## Page excerpt

From 72cf176aa859012cefef48abe6768b999b5981dd Mon Sep 17 00:00:00 2001
From: Louis-Frey <Louis.Frey@meteoswiss.ch>
Date: Mon, 11 May 2026 19:53:42 +0200
Subject: [PATCH 3/9] Build multipanel plots as part of experiment_all

Expand experiment_all's inputs over the multipanel_plots config entries
so `evalml experiment` produces the layouts declared in the YAML. No-op
when the section is absent.
---
 workflow/Snakefile | 5 +++++
 1 file changed, 5 insertions(+)

diff --git a/workflow/Snakefile b/workflow/Snakefile
index a2586cb4..34a2344b 100644
--- a/workflow/Snakefile
+++ b/workflow/Snakefile
@@ -133,6 +133,11 @@ rule experiment_all:
             rules.verification_metrics_plot.output,
             experiment=EXPERIMENT_NAME,
         ),
+        expand(
+            OUT_ROOT / "results/{experiment}/multipanel/{plot_name}.png",
+            experiment=[EXPERIMENT_NAME],
+            plot_name=list((config.get("multipanel_plots") or {}).keys()),
+        ),
 
 
 rule showcase_all:

From 8929db9b4417afba882cabb089732ae0803bf66d Mon Sep 17 00:00:00 2001
From: Louis-Frey <Louis.Frey@meteoswiss.ch>
Date: Mon, 11 May 2026 19:54:50 +0200
Subject: [PATCH 4/9] Improve lead-time metric plots: units, panel labels,
 spacing

* New src/plotting/units.py: PARAM_UNITS mapping + metric_units(metric,
  param) helper that yields '' for CORR/R2 and the param's canonical
  units otherwise.
* plot_panel now accepts `param` and auto-builds the y-axis label as
  "<decoded metric> [<units>]" when no explicit ylabel is given. It
  also accepts `panel_label` (e.g. "a)") rendered as a bold,
  left-aligned title at the same height as the centred title.
* verification_plot_metrics.py passes `param` so single-panel plots
  pick up units automatically.
* verification_plot_metrics_multipanel.py: numbers panels a), b), ...,
  in row-major order; replaces tight_layout with explicit
  subplots_adjust margins so inter-panel hspace/wspace are honoured
  and the bottom legend has guaranteed room.
---
 src/plotting/metric_lead_time_panel.py        | 22 ++++++++++++-
 src/plotting/units.py                         | 26 +++++++++++++++
 workflow/scripts/verification_plot_metrics.py |  3 +-
 .../verification_plot_metrics_multipanel.py   | 32 +++++++++++++++++--
 4 files changed, 77 insertions(+), 6 deletions(-)

## Labeled-object pointing entries

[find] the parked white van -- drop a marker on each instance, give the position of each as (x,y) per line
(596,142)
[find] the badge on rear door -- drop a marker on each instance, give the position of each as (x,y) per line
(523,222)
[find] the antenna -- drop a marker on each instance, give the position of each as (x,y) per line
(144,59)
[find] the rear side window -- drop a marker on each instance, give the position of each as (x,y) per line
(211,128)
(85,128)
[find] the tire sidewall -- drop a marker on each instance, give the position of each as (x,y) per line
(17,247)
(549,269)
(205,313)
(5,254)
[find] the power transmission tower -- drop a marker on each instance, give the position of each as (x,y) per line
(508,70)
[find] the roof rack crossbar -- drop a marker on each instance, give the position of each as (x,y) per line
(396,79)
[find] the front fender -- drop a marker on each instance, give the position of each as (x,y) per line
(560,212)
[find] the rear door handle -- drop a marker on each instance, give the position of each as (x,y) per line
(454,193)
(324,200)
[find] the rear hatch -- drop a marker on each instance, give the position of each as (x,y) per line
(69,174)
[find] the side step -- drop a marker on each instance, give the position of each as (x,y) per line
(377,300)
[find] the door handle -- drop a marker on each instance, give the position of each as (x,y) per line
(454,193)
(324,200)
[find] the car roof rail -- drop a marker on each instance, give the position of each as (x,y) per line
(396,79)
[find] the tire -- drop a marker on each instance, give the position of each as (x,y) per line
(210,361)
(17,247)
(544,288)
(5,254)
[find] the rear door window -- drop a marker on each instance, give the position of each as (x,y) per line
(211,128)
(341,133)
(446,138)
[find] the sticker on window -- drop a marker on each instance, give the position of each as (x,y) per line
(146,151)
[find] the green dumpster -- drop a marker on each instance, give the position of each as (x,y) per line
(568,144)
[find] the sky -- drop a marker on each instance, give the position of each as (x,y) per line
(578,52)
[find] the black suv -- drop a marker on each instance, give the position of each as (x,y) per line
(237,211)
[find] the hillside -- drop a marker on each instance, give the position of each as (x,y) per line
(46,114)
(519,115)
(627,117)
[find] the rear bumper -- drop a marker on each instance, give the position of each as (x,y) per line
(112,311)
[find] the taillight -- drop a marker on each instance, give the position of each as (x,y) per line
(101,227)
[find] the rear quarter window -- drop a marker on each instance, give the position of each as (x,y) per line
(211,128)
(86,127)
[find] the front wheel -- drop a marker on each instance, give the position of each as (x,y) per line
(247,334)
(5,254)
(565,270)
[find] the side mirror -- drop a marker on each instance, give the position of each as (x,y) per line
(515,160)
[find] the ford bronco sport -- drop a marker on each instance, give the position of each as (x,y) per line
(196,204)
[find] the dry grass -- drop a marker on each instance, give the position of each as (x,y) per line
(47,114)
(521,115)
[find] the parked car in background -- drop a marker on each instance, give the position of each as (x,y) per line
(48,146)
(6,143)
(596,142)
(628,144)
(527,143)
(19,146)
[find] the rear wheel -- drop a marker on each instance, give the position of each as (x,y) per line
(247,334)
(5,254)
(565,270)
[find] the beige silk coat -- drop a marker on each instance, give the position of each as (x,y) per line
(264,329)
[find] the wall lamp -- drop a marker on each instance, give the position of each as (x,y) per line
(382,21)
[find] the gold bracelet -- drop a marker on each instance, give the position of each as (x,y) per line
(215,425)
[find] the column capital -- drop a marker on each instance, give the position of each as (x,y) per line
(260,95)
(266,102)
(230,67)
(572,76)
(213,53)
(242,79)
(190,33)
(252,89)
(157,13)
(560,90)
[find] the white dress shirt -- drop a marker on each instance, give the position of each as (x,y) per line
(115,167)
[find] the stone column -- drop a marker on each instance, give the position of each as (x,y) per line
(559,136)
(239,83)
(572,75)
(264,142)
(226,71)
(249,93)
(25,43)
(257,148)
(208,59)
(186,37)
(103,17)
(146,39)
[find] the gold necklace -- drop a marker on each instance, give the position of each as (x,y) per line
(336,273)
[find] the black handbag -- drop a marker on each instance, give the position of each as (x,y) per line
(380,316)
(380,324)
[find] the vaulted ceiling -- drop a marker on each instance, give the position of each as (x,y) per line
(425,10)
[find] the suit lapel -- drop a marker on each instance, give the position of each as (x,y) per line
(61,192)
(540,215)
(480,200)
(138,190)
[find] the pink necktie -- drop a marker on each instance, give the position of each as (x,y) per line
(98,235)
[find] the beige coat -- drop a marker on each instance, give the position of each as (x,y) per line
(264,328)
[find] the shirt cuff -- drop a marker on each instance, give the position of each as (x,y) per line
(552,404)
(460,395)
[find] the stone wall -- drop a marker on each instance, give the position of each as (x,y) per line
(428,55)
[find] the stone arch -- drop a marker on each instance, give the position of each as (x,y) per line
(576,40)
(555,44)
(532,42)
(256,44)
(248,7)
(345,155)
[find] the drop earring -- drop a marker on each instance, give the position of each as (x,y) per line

## Requests
[1] From the patch excerpt, extract the passage starting at "From 72cf176aa859012cefef48abe6768b999b5981dd Mon" and ending at "section is absent.".
[2] In the patch excerpt, what does the metric_units helper yield for CORR and R2?
[3] Decide whether each statement agrees with the patch excerpt. Answer yes or no for each, and quote the words that settle it.
(a) The multipanel addition to experiment_all does nothing when the multipanel_plots section is missing.
(b) The multipanel plotting script continues to use tight_layout.
(c) Patch 3 changes two files.

## Task-by-task results
[1]
From 72cf176aa859012cefef48abe6768b999b5981dd Mon Sep 17 00:00:00 2001
From: Louis-Frey <Louis.Frey@meteoswiss.ch>
Date: Mon, 11 May 2026 19:53:42 +0200
Subject: [PATCH 3/9] Build multipanel plots as part of experiment_all

Expand experiment_all's inputs over the multipanel_plots config entries
so `evalml experiment` produces the layouts declared in the YAML. No-op
when the section is absent.

[2] An empty string ('').

[3]
(a) Yes: "No-op when the section is absent."
(b) No: "replaces tight_layout with explicit subplots_adjust margins"
(c) No: "1 file changed, 5 insertions(+)"